◆ **VORLIEGENDER TEXT**:
= = = =

Als ich durch Chemnitz spaziere, kommt es mir vor, als würde die Stadt auf etwas warten. Heiße Luft steht in den breiten Straßen, keine Menschen zu sehen, die Bäcker hängen Mittagspausenschilder an die Türen und zum Bild fehlen nur noch Straßenhunde, die sich in den Schatten der leer stehenden Häusern verkriechen.
Es wirkt so, als könnten jeden Moment die Leipziger Hipster einfallen und ihren nächsten Abenteuerspielplatz eröffnen. Die Stadt wäre wie gemacht dafür: Sozialistische Blockbauten wechseln sich mit renovierungsbedürftigen Gründerzeithäusern ab, dazwischen erstrecken sich leere Parks und leere Betonflächen. Eine Stadt, die wirkt, als hätten die Bewohner ihr endgültig den Rücken zugekehrt.

= = = =

Ersetze im Text über Chemnitz „Straßenhunde“ durch „Straßenkatzen“ und gib dabei den Abschnitt zwischen „Als ich durch“ und „den Rücken zugekehrt.“ einschließlich wieder.

= = = =

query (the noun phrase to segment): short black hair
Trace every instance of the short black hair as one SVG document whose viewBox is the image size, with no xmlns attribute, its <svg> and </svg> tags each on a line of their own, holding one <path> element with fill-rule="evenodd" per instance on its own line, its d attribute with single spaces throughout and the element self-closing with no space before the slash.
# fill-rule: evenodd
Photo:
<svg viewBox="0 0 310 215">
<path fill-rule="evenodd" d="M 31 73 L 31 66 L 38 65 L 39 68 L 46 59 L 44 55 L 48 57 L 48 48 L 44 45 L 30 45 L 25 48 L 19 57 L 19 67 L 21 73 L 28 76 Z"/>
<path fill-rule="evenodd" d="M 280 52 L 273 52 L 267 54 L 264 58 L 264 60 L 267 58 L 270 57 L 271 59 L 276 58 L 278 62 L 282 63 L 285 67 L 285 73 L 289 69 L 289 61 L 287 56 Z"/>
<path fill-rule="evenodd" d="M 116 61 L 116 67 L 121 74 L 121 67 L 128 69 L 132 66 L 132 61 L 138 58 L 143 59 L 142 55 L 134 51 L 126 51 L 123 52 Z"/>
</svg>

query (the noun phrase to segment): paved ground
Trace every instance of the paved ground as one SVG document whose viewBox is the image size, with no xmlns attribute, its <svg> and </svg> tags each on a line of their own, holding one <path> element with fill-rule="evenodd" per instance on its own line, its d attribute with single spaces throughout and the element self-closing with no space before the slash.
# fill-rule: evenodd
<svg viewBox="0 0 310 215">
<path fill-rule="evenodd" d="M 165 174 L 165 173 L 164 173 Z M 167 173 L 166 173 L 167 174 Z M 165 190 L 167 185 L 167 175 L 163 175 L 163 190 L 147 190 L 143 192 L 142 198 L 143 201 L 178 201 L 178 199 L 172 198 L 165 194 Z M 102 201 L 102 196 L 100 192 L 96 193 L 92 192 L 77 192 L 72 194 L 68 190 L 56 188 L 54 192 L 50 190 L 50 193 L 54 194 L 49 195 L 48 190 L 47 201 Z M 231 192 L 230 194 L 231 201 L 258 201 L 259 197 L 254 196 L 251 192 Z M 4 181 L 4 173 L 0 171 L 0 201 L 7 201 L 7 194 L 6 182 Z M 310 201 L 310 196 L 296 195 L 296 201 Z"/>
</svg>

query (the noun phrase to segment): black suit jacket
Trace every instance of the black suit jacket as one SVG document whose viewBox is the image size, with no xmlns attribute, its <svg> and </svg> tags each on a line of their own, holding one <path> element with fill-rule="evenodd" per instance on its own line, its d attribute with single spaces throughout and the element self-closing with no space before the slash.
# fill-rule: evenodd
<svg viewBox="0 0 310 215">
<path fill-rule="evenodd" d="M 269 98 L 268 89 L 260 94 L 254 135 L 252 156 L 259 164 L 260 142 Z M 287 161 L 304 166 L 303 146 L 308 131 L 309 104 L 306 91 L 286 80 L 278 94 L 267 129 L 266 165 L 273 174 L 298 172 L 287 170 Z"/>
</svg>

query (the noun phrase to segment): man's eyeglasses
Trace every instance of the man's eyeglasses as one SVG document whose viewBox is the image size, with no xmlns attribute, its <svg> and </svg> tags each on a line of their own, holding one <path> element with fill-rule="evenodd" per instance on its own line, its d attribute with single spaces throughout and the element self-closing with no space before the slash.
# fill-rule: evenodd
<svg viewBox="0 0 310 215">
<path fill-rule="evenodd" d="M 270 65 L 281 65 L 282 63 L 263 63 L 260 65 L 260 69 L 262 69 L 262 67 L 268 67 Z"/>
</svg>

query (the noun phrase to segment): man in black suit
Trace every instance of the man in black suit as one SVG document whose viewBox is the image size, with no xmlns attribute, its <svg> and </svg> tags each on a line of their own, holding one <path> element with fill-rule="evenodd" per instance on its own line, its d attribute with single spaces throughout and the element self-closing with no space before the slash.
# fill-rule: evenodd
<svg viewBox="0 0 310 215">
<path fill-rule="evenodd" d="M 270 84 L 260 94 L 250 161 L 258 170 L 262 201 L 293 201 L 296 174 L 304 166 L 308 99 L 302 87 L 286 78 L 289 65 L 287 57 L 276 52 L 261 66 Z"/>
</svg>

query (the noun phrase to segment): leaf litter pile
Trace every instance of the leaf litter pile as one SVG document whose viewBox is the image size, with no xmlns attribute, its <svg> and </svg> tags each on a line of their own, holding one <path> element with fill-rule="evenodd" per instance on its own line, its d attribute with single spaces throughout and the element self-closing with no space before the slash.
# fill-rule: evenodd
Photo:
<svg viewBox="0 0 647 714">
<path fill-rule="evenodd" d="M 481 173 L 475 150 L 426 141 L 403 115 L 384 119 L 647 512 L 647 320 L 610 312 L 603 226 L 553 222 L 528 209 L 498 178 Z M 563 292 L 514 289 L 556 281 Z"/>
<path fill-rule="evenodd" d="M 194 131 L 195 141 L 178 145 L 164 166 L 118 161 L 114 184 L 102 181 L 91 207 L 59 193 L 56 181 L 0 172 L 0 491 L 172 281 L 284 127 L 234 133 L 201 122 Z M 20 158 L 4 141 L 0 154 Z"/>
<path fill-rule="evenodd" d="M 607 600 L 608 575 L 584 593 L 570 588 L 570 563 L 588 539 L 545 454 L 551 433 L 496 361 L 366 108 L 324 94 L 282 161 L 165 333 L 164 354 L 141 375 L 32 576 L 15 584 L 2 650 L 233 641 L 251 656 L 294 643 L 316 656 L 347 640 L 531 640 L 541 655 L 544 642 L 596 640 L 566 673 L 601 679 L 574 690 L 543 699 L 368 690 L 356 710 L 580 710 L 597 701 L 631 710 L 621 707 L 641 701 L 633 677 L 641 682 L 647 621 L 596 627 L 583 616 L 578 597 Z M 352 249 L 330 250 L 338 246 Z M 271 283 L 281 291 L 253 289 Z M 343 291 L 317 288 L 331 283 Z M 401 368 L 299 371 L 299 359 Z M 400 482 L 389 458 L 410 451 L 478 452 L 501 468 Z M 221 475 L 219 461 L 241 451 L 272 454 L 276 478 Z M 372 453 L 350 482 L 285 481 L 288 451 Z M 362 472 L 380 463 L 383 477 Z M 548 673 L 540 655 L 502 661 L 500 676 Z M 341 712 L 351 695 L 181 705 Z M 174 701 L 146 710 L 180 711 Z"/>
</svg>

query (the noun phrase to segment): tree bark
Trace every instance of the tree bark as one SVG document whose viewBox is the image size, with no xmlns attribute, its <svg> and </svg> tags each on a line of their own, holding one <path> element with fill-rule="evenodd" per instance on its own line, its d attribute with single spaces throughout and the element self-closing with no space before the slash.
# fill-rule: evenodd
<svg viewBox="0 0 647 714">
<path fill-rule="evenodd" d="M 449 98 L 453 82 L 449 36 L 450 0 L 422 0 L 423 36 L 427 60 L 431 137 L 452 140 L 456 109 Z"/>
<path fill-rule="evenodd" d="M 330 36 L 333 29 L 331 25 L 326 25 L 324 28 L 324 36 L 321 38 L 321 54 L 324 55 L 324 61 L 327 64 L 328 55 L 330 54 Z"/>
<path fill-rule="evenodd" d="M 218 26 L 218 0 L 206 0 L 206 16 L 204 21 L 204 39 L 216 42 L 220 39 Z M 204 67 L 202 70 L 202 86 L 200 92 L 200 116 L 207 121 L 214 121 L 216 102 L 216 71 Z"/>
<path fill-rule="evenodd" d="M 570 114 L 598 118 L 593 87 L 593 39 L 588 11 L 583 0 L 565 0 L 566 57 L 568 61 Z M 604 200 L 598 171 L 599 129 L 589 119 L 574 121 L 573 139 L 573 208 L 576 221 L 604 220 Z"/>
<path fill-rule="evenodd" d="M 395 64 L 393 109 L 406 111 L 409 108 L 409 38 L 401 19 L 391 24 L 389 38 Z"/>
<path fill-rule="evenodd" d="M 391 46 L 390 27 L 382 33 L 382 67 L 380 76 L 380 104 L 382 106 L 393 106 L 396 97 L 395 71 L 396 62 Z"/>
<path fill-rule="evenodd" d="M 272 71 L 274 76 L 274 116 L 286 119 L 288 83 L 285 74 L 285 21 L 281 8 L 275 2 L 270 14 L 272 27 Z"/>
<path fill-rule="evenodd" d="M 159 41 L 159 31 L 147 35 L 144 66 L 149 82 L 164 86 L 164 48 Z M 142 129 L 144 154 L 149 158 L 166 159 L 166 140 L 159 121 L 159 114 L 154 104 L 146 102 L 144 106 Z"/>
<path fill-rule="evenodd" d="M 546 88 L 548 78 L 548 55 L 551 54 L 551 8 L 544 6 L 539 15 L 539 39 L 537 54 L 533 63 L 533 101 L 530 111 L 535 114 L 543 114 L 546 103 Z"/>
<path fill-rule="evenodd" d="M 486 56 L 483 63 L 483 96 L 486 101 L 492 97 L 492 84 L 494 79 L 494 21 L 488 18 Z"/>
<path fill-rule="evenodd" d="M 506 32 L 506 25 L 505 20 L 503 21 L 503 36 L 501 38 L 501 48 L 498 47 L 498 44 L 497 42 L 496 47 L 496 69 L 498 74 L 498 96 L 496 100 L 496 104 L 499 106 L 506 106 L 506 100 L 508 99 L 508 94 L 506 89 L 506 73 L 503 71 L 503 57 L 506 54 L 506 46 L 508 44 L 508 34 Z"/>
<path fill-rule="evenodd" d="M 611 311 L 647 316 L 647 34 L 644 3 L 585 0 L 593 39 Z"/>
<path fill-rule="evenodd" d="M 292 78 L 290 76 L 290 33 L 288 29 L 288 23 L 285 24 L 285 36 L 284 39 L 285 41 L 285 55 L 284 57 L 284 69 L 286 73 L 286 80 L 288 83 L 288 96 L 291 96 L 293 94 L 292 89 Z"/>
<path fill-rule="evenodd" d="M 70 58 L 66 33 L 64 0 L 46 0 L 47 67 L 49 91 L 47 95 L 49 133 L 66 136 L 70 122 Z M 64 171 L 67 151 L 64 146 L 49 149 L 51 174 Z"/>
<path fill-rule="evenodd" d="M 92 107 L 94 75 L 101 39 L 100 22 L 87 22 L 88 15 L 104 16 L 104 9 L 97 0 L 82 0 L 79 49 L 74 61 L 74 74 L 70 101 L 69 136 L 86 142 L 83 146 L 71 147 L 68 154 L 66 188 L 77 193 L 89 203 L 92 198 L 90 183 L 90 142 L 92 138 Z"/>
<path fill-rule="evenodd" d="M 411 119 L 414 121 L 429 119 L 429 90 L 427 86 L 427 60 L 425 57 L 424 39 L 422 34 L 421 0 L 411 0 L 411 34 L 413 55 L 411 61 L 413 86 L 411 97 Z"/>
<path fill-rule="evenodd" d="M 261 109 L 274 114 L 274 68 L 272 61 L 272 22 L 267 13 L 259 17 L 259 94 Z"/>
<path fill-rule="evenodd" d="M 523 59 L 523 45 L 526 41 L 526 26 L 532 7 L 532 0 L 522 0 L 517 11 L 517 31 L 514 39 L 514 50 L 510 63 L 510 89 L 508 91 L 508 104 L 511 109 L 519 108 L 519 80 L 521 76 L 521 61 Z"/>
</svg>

= = = =

◆ **SCHRIFTLICHE LÖSUNG**:
Als ich durch Chemnitz spaziere, kommt es mir vor, als würde die Stadt auf etwas warten. Heiße Luft steht in den breiten Straßen, keine Menschen zu sehen, die Bäcker hängen Mittagspausenschilder an die Türen und zum Bild fehlen nur noch Straßenkatzen, die sich in den Schatten der leer stehenden Häusern verkriechen.
Es wirkt so, als könnten jeden Moment die Leipziger Hipster einfallen und ihren nächsten Abenteuerspielplatz eröffnen. Die Stadt wäre wie gemacht dafür: Sozialistische Blockbauten wechseln sich mit renovierungsbedürftigen Gründerzeithäusern ab, dazwischen erstrecken sich leere Parks und leere Betonflächen. Eine Stadt, die wirkt, als hätten die Bewohner ihr endgültig den Rücken zugekehrt.